Work required: Exactly repeat the full listing that follows.

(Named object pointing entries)
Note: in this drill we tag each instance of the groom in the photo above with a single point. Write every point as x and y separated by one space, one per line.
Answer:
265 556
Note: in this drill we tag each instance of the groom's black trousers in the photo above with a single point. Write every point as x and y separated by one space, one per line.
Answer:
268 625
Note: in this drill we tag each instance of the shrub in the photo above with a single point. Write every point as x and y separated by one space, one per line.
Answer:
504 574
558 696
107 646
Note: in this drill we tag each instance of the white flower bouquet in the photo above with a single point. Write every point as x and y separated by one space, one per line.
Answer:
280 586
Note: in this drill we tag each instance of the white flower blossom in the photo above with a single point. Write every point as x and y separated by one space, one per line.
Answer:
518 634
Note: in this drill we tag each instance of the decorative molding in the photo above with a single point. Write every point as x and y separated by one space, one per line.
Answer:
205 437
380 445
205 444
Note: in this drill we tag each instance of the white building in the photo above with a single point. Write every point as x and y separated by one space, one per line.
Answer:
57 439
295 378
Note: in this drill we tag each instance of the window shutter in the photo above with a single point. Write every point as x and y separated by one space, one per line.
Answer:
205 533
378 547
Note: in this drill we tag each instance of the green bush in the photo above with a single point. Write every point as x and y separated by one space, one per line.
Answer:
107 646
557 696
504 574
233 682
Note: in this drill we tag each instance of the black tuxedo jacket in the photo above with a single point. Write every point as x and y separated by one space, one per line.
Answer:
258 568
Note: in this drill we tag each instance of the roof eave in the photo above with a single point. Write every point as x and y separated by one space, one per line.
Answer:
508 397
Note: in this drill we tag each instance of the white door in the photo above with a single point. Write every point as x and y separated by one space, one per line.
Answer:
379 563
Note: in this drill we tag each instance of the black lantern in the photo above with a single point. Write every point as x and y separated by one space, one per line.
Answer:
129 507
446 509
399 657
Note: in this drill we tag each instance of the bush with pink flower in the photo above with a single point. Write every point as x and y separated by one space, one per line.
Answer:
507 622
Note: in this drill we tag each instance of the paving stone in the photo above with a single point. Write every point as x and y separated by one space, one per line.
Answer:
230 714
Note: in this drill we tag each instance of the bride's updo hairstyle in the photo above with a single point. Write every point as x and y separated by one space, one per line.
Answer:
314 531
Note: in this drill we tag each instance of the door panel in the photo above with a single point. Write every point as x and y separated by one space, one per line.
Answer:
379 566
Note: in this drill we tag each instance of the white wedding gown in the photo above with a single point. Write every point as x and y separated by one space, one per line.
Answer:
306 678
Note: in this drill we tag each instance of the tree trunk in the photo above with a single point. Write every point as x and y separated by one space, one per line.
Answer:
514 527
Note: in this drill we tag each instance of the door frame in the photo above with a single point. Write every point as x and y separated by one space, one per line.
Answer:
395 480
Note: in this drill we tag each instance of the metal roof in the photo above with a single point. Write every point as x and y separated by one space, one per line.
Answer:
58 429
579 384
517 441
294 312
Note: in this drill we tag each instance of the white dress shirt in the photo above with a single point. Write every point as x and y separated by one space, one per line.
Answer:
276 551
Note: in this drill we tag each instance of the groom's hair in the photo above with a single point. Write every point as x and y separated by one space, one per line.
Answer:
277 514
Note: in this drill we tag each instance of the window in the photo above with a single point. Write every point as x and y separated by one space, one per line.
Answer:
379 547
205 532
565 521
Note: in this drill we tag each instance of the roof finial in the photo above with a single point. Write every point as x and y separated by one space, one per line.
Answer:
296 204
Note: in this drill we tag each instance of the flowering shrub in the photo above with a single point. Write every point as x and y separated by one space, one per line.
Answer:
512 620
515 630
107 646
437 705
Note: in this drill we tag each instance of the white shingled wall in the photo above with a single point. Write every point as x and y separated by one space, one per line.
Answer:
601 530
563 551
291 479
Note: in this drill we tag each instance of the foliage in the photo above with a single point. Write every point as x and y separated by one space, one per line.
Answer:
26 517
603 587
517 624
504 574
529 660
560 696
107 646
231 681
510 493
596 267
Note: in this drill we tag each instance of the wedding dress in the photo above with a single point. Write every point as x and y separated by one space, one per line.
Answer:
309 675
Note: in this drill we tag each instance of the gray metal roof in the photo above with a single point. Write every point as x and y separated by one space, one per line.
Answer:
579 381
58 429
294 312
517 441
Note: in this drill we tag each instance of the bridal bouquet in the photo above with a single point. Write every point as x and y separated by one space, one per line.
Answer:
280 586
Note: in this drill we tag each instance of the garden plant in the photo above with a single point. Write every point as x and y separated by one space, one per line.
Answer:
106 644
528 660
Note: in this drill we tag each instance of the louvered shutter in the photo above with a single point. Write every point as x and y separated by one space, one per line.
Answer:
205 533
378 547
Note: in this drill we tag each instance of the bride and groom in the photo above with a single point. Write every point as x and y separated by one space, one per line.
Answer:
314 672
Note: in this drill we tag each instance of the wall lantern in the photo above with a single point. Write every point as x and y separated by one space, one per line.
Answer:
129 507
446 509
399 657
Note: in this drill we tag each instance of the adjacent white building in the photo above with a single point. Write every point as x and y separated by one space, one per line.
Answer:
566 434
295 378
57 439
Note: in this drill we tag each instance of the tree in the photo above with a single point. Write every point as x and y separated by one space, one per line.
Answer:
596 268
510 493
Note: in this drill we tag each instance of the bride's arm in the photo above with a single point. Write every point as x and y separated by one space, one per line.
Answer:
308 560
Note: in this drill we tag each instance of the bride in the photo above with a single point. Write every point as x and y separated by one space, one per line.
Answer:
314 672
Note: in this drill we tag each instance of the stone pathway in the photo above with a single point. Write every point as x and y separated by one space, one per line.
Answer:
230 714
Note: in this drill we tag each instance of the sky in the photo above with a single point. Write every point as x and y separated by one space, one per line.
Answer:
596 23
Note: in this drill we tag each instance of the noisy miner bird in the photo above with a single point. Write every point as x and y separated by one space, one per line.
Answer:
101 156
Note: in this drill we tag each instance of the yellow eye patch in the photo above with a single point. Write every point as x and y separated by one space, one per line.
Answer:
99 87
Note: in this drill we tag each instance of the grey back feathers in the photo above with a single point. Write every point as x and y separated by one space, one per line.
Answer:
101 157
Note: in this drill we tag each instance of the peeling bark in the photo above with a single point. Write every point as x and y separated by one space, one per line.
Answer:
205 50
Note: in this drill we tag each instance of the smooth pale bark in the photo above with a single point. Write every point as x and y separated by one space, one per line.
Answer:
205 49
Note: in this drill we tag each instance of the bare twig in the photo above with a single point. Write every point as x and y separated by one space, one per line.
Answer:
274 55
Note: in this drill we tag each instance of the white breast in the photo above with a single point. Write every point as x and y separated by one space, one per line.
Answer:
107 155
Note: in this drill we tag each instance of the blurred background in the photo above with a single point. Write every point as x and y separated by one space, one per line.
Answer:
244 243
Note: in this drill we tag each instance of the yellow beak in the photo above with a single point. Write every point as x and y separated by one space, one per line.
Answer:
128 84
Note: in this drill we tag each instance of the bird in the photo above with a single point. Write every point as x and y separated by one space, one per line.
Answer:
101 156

Expected output:
Note: in this drill we tag each instance of the groom in the photo above with a single point. Write every point as x and y separated by one space, one per line.
Answer:
265 556
Note: in this drill we tag each instance of the groom's black trousers in the photo above with a single point. Write every point as x and y separated by one space, one per line.
Answer:
268 625
Note: in this drill we tag each instance of the shrub in the photo above with a single point. Write every point as x and y separated by one space, one per line.
Answer:
504 574
558 696
107 646
Note: in this drill we tag each instance of the white flower bouquet in the photo above with a single point. Write every point as x and y separated by one space, one per line.
Answer:
280 586
Note: in this drill we tag each instance of the white flower blossom in the photo above with a single point. Write every point as x and y separated by one space, one per line.
Answer:
518 634
Note: in this drill we tag each instance of the decorative molding in the photo above with a single point. Write every point as x and y separated by one space, one per line.
Answer:
205 437
380 445
205 444
Note: in this drill we tag each instance of the white building in the photo above with a single point. Write every point as x and y separated by one space, one per line.
Answer:
57 439
295 378
Note: in this drill we tag each instance of the window shutter in the photo above with a single point. Write every point as x and y separated by one space, one per line.
Answer:
205 533
378 547
Note: in this drill we tag each instance of the green bush in the photo above with a single point. Write every point as x and y separated by one space, one per line.
Answer:
107 646
557 696
504 574
233 682
Note: in this drill we tag each instance of the black tuxedo jacket in the photo above with a single point. Write every point as x and y separated by one space, one per line.
Answer:
258 568
Note: in this drill we tag each instance of the roof eave in the photo above with a single point. Write every point as x and y separated by one space, one per line.
Answer:
508 397
Note: in this drill we tag each instance of the white door in the photo above with a single point. Write every point as x and y separated by one space, one per line.
Answer:
379 563
Note: in this drill we tag each instance of the black lantern in the photo above with a single point. Write every point as x and y separated by one space, one per line.
Answer:
129 507
446 509
399 657
Note: in this drill we tag each instance of the bush with pink flower in the photo above with a single point. Write every point as x and y separated by one space, one per line.
Answer:
507 622
Note: in this drill we tag each instance of the paving stone in the photo above with a single point. Write every point as x and y separated by one space, one per line.
Answer:
230 714
Note: in this drill we tag each instance of the bride's updo hairstyle in the photo above with a single point. Write every point as x and y separated by one space, one per line.
Answer:
314 531
Note: in this drill we tag each instance of the door panel in the photo above with a single point. Write every point as x and y separated by one space, one per line.
Answer:
379 566
Note: in this drill we tag each instance of the white wedding gown in the photo above with a single point. Write every point as x and y separated by one space, one per line.
Answer:
306 678
Note: in this drill we tag each instance of the tree trunk in the photo above with a single point. Write every point as x and y separated by one space, one per line.
Answer:
514 527
Note: in this drill we tag each instance of the door frame in the photo above with a single point. Write every point as x and y separated by one space, one per line.
Answer:
395 480
Note: in this drill we tag each instance of the metal roof in the photo above with a single point. Write every point as x and y separated by one space, one per line.
Answer:
58 429
579 384
517 441
294 312
Note: in this drill we tag each instance of the white dress shirt in the photo above with a single point. Write every point as x and y separated by one space, one per line.
Answer:
276 551
Note: in this drill we tag each instance of the groom's hair in the photo above with a single point. Write every point as x and y separated by one space, one per line.
Answer:
277 514
Note: in this drill we tag each instance of the window in the photo above with a single point. Write every point as x and y separated by one space, one per line.
Answer:
379 547
205 532
565 521
Note: in this drill we tag each instance of the roof finial in the photo above with a single point. Write every point as x and y separated by one space, one per line.
Answer:
296 204
Note: in this drill we tag each instance of the flowering shrub in the photo above with a single point. Write every point as x and y separated by one space, one per line.
Answer:
512 620
515 630
107 646
437 705
Note: in this drill we tag each instance of the white shingled wall in the photo above with a single point. Write every point as x and y separated by one space, one per line.
Answer:
601 530
563 551
291 479
Note: in this drill we tag each instance of the foliage in the photo above with a single point. Write every point as x and y separated by one space, one per line.
Answer:
26 517
603 587
517 624
504 574
529 660
560 696
107 646
231 681
510 493
596 267
Note: in this drill we tag each instance of the wedding dress in the photo above with a single point. Write every point as x and y separated by one space, one per line.
Answer:
309 675
Note: in this drill we tag each instance of the gray metal roof in the photo above with a single point. Write every point as x and y separated by one space, one per line.
Answer:
579 381
58 429
294 312
517 441
Note: in this drill we tag each instance of the bridal bouquet in the photo above with a single point. Write every point as x and y separated by one space, one per line.
Answer:
280 586
Note: in this drill we tag each instance of the garden plant in the photo above with a single point. Write every point as x and y separated by one space, one per line.
Answer:
106 644
528 660
Note: in this drill we tag each instance of the louvered shutter in the photo above with a single point. Write every point as x and y separated by one space, one per line.
Answer:
205 533
378 547
Note: in this drill we tag each instance of the bride and groom in the photo above with a single point. Write every point as x and y separated by one space, one per line.
Answer:
314 672
Note: in this drill we tag each instance of the wall lantern in the photo above with a single point. Write every point as x and y separated by one space, one per line.
Answer:
129 507
446 509
399 657
Note: in this drill we tag each instance of the adjacent white building in the photo above with a single point. Write every point as x and y separated by one space, one per line.
Answer:
566 434
295 378
57 439
Note: in this drill we tag each instance of the tree in the photo above with a single point. Write every point as x and y separated by one space, one per line.
Answer:
596 268
510 493
Note: in this drill we tag each instance of the bride's arm in the photo above with a single point. Write every point as x and y separated by one space, one per line.
Answer:
308 560
Note: in this drill we tag each instance of the bride in the photo above with a single point. Write every point as x and y separated by one space, one per line.
Answer:
314 672
Note: in this drill we tag each instance of the stone pathway in the photo above with a single point. Write every point as x and y separated by one space, one per line.
Answer:
230 714
Note: in this drill we tag each instance of the sky in the photo above with a single point. Write every point as x and y separated by one space, one per line.
Answer:
596 23
Note: in this drill we tag each instance of the noisy miner bird in the photo above with a single point. Write every point as x and y separated by one space, one per line.
Answer:
101 156
Note: in this drill we tag each instance of the yellow eye patch in the photo above with a single point. Write every point as x and y separated by one space, one per line.
Answer:
99 87
Note: in this drill we tag each instance of the grey back feathers in the photo above with a single point. Write every point as x and y separated by one space, one per line.
Answer:
101 157
Note: in this drill we tag each instance of the peeling bark in the photo above with a single point. Write every point as x and y separated by one space, one per line.
Answer:
205 50
Note: in this drill we tag each instance of the smooth pale bark in the photo above with a single point. Write every point as x and y separated by one space, one per line.
Answer:
205 49
Note: in this drill we tag each instance of the bare twig in the photo above with a single point. Write every point as x and y separated by one space, one per line.
Answer:
274 55
Note: in this drill we tag each instance of the white breast in the photo above with a single point. Write every point as x and y separated by one space, one per line.
Answer:
107 155
Note: in this drill we tag each instance of the blurred background in the photo above with a single point. Write every point as x and y separated by one space, one per line.
Answer:
244 243
Note: in this drill we tag each instance of the yellow beak in the photo above with a single point. Write every point as x and y separated by one space, one per line.
Answer:
128 84
Note: in this drill we tag each instance of the bird in the photo above with a single point. Write every point as x and y separated by one space, one per line.
Answer:
101 156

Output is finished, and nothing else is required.